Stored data
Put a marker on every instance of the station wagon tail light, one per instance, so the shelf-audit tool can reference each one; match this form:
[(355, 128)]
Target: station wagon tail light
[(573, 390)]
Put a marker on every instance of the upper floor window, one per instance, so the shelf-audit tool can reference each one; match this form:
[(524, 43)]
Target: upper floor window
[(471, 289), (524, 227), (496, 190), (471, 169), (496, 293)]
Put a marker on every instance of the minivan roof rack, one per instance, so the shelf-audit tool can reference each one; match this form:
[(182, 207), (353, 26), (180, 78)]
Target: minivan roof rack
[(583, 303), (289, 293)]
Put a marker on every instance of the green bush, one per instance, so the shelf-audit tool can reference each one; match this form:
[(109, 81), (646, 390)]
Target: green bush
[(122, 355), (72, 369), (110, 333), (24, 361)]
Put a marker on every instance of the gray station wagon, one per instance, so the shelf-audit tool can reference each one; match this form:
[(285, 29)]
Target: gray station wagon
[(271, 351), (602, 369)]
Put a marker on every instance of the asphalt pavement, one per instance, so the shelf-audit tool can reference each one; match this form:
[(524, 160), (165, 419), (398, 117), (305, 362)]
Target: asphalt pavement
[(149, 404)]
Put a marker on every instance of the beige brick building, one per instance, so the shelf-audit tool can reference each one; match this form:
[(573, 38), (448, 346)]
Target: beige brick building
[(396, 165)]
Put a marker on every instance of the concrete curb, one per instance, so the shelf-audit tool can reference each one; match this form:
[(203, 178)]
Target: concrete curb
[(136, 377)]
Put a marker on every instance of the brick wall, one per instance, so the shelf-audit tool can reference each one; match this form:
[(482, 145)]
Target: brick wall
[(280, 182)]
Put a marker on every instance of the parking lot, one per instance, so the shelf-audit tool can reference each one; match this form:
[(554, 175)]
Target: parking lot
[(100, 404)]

* [Exercise details]
Retype each entry without altering a single word.

* [Exercise result]
Put a marker on every instance of the station wagon tail light, one per instance, so the shelf-audit tool can reference each one; match this form:
[(355, 128)]
Target: station wagon tail light
[(573, 390)]
Put a marker on every instance of the upper floor window, one per instance, so the shelf-audit tool can reference each one; match this form:
[(524, 43)]
Target: upper floor window
[(471, 289), (524, 227), (496, 190), (471, 169), (496, 293)]
Put a marker on every instance of the minivan roof rack, one per instance, so the shelf-audit tool can reference each one; match this form:
[(182, 207), (353, 26), (180, 78)]
Target: minivan roof rack
[(583, 303), (289, 293)]
Put a marker on every instance of the green bush, one per instance, so the shelf-audit tool can reference each one; match this form:
[(109, 81), (646, 390)]
Target: green bush
[(122, 355), (72, 369), (110, 333), (24, 361)]
Put a marker on every instance of the gray station wagon, one per instance, so the shelf-audit tool can reference each one; match this form:
[(285, 29)]
Target: gray station wagon
[(271, 351), (602, 369)]
Put a marker on every instance of the asphalt pavement, one per instance, so the shelf-audit tool can reference each one; match this form:
[(524, 160), (165, 419), (398, 117), (305, 362)]
Target: asphalt pavement
[(149, 404)]
Put a marker on every instance of the beige brick building, one per instance, so the shelf-audit tool can reference each one; match this form:
[(573, 38), (448, 346)]
Target: beige brick building
[(396, 165)]
Put a marker on every instance of the concrete curb, one per instance, so the shelf-audit tool can reference each one; match this form:
[(203, 178)]
Target: concrete curb
[(136, 377)]
Put a marker on every instance of the brick wall, one per instance, so the shelf-audit tool can reference each one; match this form:
[(482, 145)]
Target: brick wall
[(280, 182)]
Put a marker on every instance of the parking lot, one per instance, so the shelf-audit tool can reference each one; match this form:
[(554, 175)]
Target: parking lot
[(100, 404)]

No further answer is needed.